◆ **LIST OF TASKS**:
[A] From the article on progress in AI, return the part that opens with the words containing "Recent Progress in" and closes with "did not stop.". Copy it word for word.
[B] According to the article on progress in AI, why was SuperGLUE released? Answer in one to three sentences.
[C] Extend the article on progress in AI, picking up right after its last sentence.

◆ **EXERCISE PASSAGE**:

True Progress in AI
When conducting interviews with dozens of the world’s AI experts over the past few years I frequently asked a question about what they thought would be good indicators of true progress in AI. Oftentimes they would reply that the latest milestones which had received substantial media coverage were not signs of true progress in AI, and offered different suggestions for what would constitute true progress in AI.
The previous post explored the recent progress demonstrated by DeepMind’s Agent57 on Atari, which could be seen as an indicator that gaming milestones no longer carry the weight they used to. Perhaps they were a poor signal of progress all along, or perhaps the real signal was just foreshadowing an era of true progress. AI has struggled to overcome the productivity paradox, and it remains to be seen whether the economic value of AI recently heralded by leading firms like McKinsey and PwC will in fact come to bear. However, it begs asking the question of, if not games, then what are indicators of true progress in AI? Furthermore, what new applications of AI can actually bring the economic impacts that these firms have suggested?
Recent Progress in NLP
The past two years have seen tremendous progress in natural language processing (NLP). This began with progress on contextual word embeddings, first with ELMO. Then OpenAI released GPT, the first major transformer-based language model. This was soon followed by BERT, which now is commonly treated as the industry standard. Yet progress did not stop.
The general language understanding benchmark (GLUE), which included a number of different benchmarks that were aggregated in an effort to assess natural language understanding (NLU), was first released in late spring 2018. By roughly the same time in 2019 a transformer-based language model had been used to exceed human-level performance on it. However, this had already been anticipated, and in late spring 2019 a new, stickier aggregate benchmark called SuperGLUE was released in an effort to establish a benchmark that would not be so easily surpassed at human-level. However, this did not come to pass as its reign was also short lived with T5 closing 95% of the gap by October. Since T5 has increased its score on SuperGLUE to 89.3/89.8, or 97.5% improvement over the BERT baseline.
So, is this progress in NLP indicative of true progress in AI? Perhaps, and perhaps not. What does seem clear about this progress in NLP, and more specifically in NLU, is that, much like milestones in games, the traditional means of benchmarking performance are obsolete. However, in contrast to deep RL and games, some new and innovative techniques have been developed for assessing progress in NLU.
One such approach just released this month addresses the “fundamental gap between how humans understand and use language – in open-ended, real-world situations – and today’s benchmarks for language understanding.” This group of leading researchers from the University of Washington and the Allen Institute for AI propose a TuringAdvice challenge which involves assessing language understanding by eliciting advice from systems on complex real world situations. To make this concrete, they released RedditAdvice, an open dataset for evaluating natural language advice in real world scenarios. T5 is only able to give advice equally or more valuable than humans 9% of the time, which makes clear that there is indeed a long, long way to go to realize true NLU in machine learning.

◆ **DATA SHOWN**:

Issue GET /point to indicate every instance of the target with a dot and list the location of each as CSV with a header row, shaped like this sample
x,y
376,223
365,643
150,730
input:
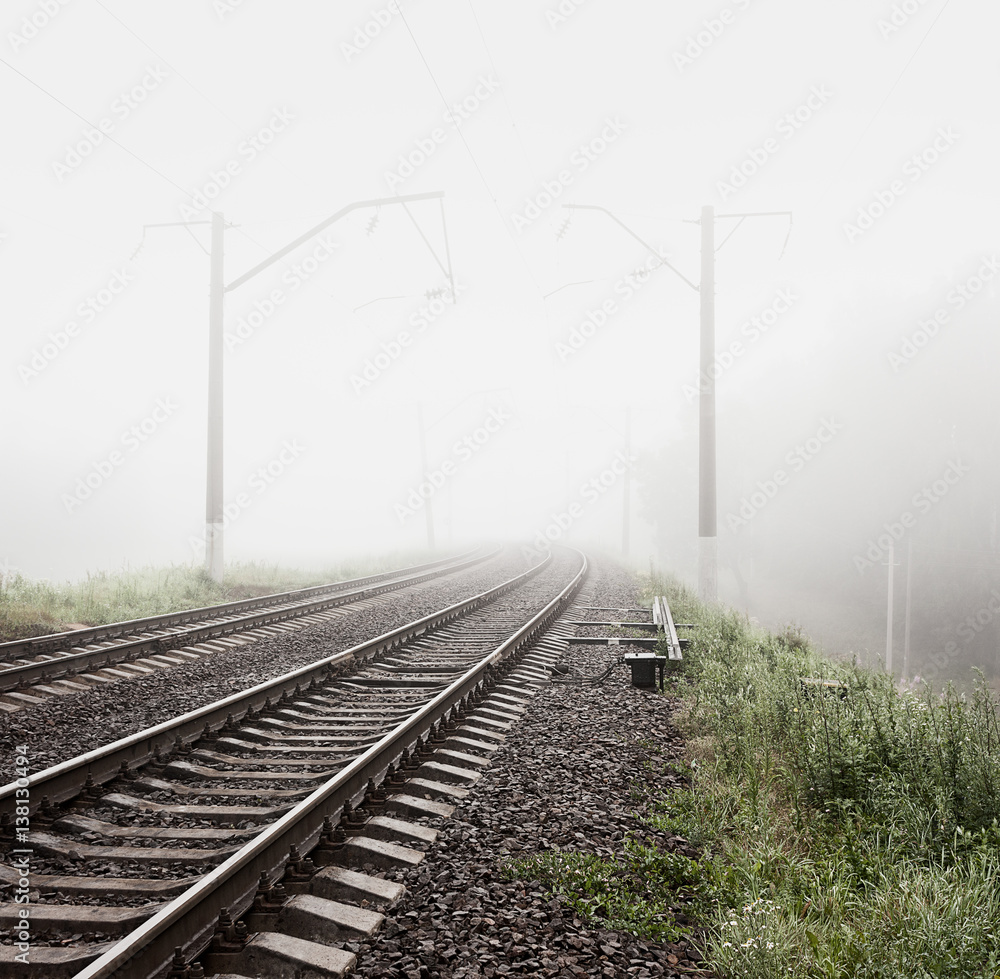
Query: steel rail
x,y
16,677
111,630
64,781
189,920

◆ **ANSWERS TO THE TASKS**:
[A]
Recent Progress in NLP
The past two years have seen tremendous progress in natural language processing (NLP). This began with progress on contextual word embeddings, first with ELMO. Then OpenAI released GPT, the first major transformer-based language model. This was soon followed by BERT, which now is commonly treated as the industry standard. Yet progress did not stop.

[B] SuperGLUE was released to set up a new, stickier benchmark that would not be so easily surpassed at human level. It had already been anticipated that models would exceed human-level performance on GLUE, and a transformer-based language model did so about a year after GLUE came out.

[C]
Meena, Google’s “Human-like” Chatbot
Do the poor scores from T5 on RedditAdvice mean that the current systems have not made true progress toward NLU? Machine learning researchers are all aware of an informal notion dubbed “Goodhart’s law” which is understood to suggest that when a measure becomes a target, it ceases to be a good measure. This may have been the case for GLUE and SuperGLUE – that when systems begin trying to optimize for the specific benchmarks the benchmarks become targets rather than measures representative of NLU. The same may be true for the TuringAdvice challenge and the RedditAdvice dataset; only time will tell. Regardless, it should be clear by now that this tendency poses numerous challenges for assessing AI progress.
So, what about Google’s human-like Meena chatbot? Human-like is a strong description for Google to use in reference to their system. To be certain, one hype surrounding chatbots has not always ended well for tech giants. Why should we expect different from Meena? Well, for one Meena uses a transformer-based language model, which involves the same fundamental deep learning architecture as the other Google language models (BERT and t5) which have drive NLU progress in the past 2 years. Moreover, Meena also utilizes a novel technique for evaluation that required crowd-sourcing humans to evaluate the quality of the systems responses, in a fashion that resembles that first proposed by Turing in 1950.
While far from passing a Turing test, the performance from Meena is respectable. Perhaps the conversational topics are not as complex as those included in the RedditAdvice dataset, but this doesn’t mean that true progress has not been made. In fact, a large amount of communication that is practical in organizations concerns very narrow topics which do not require the broad knowledge necessary for general conversational agents or for giving real world advice. In call centers, operators typically respond to a very narrow set of concerns from customers, and call center routing has already been automated without even using AI. Because of the potential of models like T5 for transfer learning, and fine-tuning to increase performance on narrow tasks using proprietary datasets, it is likely that the progress demonstrated by Meena, while short of the robustness necessary for real world applications, is well suited for common, rote natural language tasks encountered by organizations.